Problem details:
Report each line in the material below that contains the string "blurred", copying every such line in full. Case counts when matching.
BEGIN Dataset extract
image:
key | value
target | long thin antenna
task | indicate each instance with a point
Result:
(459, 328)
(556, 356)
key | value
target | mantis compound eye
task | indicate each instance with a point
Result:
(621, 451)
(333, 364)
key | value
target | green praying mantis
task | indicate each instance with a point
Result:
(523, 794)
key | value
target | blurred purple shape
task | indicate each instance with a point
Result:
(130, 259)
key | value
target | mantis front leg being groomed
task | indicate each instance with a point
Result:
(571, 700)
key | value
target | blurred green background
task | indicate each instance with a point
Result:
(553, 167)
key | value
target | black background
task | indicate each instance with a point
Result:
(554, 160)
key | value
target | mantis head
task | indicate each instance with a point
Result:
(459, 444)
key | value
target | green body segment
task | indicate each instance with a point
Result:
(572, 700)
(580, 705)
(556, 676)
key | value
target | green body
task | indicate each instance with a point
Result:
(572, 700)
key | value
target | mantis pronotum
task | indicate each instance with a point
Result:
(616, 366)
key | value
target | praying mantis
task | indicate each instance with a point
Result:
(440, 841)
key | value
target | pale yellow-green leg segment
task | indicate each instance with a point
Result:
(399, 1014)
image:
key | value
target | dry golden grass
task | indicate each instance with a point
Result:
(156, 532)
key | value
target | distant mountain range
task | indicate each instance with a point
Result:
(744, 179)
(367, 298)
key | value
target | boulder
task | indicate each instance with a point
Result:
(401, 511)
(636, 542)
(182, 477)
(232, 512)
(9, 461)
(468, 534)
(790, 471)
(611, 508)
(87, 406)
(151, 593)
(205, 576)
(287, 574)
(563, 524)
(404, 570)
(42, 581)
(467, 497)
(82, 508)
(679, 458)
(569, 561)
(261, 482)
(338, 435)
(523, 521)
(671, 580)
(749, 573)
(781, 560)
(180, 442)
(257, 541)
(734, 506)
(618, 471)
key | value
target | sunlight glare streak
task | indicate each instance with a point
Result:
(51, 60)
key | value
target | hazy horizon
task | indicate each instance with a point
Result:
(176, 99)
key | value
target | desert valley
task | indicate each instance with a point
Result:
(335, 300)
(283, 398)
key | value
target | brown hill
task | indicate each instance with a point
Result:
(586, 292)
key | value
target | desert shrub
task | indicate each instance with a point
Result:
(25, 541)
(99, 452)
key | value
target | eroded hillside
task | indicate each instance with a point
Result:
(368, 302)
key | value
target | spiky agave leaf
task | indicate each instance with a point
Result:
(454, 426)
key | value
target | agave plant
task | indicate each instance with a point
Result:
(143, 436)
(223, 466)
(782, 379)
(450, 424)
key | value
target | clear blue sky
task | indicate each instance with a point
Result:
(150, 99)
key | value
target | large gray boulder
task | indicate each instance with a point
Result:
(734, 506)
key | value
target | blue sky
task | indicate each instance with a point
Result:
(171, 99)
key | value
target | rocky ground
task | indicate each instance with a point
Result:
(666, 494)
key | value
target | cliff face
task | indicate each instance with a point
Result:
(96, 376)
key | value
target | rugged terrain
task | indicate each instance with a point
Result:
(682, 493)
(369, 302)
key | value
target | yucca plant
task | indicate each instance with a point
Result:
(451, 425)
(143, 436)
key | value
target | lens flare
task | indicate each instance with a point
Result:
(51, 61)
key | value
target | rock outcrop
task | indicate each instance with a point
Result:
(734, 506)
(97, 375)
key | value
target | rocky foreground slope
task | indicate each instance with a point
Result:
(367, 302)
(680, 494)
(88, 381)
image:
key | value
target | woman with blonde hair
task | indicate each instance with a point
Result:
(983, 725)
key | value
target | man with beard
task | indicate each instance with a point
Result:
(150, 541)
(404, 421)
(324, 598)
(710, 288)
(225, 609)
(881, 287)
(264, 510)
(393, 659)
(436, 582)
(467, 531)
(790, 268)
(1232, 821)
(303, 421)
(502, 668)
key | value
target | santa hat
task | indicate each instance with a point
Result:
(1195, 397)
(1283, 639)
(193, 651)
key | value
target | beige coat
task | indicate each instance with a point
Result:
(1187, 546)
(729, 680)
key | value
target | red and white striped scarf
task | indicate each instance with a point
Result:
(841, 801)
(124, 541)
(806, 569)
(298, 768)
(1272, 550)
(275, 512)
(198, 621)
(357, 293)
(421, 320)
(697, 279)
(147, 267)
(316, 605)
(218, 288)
END Dataset extract
Correct result:
target | blurred purple shape
target | blurred green background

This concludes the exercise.